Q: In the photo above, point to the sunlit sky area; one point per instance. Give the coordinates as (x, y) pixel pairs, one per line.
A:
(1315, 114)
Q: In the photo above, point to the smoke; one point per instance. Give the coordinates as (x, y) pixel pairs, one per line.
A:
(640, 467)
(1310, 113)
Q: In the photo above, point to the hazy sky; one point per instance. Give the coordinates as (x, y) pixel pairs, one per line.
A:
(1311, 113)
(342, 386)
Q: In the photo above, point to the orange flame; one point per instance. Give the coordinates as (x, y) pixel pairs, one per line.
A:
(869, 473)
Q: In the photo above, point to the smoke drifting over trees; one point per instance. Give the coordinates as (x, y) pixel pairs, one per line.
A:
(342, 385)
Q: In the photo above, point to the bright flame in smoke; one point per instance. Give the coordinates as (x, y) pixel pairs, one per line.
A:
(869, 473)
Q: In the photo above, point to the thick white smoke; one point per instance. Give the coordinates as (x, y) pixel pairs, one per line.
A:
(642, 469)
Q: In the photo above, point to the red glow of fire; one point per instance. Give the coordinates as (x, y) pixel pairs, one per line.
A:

--

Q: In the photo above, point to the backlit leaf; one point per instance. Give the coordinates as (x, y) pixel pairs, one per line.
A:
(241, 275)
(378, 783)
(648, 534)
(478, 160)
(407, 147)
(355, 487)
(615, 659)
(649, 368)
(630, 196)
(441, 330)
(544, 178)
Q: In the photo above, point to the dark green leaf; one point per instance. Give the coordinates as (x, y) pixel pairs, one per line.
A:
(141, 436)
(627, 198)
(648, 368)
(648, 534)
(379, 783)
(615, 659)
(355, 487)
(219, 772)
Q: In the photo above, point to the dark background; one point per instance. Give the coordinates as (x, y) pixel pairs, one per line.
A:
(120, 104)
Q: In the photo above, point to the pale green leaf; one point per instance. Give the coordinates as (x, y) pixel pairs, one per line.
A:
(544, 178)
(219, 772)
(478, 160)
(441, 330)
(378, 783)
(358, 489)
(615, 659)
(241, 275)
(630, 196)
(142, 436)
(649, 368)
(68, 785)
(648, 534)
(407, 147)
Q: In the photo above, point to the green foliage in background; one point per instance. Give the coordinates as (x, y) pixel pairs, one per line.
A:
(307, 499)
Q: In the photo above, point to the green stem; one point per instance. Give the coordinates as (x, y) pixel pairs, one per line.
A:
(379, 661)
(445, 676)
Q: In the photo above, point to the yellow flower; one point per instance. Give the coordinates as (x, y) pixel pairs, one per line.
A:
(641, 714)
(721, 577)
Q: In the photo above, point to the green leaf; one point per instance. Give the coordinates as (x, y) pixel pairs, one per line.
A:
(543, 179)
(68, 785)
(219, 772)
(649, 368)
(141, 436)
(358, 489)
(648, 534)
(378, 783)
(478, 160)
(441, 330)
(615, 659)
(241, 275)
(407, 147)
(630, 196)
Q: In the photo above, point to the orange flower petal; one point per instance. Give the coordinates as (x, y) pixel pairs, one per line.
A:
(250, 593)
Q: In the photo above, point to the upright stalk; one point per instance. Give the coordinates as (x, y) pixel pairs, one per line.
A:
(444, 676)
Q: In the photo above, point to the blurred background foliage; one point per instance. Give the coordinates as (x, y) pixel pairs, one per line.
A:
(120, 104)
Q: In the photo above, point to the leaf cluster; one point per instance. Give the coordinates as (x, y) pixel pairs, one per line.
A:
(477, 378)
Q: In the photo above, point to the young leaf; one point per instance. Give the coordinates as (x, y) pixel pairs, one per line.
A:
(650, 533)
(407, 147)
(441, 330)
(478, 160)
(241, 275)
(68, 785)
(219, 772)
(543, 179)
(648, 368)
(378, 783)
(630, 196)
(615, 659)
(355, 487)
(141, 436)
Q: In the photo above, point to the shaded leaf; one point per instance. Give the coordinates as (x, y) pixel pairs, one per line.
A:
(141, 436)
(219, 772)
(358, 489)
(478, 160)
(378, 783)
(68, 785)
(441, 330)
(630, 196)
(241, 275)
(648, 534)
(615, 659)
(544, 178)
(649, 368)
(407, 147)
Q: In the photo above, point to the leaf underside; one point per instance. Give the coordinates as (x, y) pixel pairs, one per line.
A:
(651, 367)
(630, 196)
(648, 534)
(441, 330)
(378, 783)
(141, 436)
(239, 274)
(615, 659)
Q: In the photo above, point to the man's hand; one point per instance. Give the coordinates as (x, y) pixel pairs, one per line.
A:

==

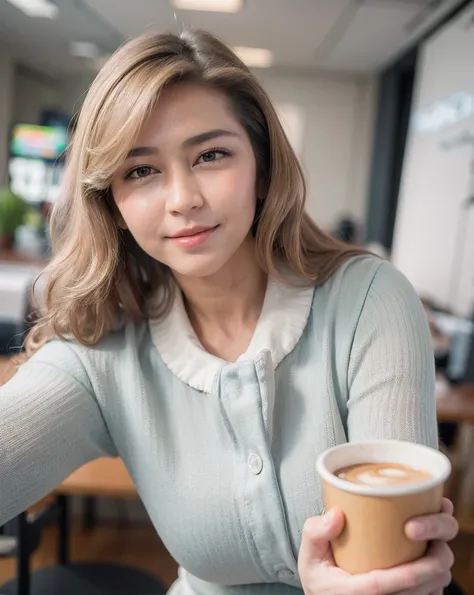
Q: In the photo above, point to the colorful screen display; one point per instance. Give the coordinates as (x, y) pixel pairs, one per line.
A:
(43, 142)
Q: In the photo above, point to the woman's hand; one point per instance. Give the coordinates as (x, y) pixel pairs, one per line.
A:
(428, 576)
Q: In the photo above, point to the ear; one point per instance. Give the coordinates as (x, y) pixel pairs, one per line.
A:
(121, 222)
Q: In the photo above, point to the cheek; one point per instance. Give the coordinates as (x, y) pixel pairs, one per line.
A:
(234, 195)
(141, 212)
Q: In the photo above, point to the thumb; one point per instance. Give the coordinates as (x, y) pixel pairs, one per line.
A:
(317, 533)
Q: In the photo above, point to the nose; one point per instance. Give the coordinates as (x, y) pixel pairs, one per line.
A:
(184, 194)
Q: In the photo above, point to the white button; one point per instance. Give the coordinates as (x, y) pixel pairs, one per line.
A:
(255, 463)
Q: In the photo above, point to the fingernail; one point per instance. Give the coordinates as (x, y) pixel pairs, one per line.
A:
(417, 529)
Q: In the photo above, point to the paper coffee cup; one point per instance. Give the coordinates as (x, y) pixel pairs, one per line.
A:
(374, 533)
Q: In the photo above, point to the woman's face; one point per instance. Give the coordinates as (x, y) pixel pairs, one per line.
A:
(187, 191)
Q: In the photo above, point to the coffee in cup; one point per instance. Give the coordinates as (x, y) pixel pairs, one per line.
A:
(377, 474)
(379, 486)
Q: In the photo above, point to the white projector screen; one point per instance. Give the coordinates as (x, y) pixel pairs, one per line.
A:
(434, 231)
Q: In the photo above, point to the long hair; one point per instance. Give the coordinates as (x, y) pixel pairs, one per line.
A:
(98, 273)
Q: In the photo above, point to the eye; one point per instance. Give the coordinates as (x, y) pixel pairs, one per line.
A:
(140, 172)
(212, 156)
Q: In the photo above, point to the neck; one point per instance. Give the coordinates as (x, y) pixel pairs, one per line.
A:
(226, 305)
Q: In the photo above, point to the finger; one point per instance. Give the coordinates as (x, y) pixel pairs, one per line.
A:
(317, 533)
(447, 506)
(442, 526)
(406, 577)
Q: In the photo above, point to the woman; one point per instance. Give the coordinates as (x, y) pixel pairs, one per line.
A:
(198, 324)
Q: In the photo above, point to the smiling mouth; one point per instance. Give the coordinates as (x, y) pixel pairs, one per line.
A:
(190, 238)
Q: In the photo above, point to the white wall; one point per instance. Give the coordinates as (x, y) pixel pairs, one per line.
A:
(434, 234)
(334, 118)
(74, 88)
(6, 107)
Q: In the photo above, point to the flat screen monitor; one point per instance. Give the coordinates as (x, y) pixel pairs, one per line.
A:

ACTION ITEM: Out of the data above, return each line where the word "dark" can be found.

SOLUTION BELOW:
Q: In the photo above, point to the dark green leaf; one point per instance. Give the coordinates as (x, y) pixel pairs, one per line.
Q: In the photo above, point to the dark background; one point per instance. Give the coordinates as (x, y) pixel pairs, one per line.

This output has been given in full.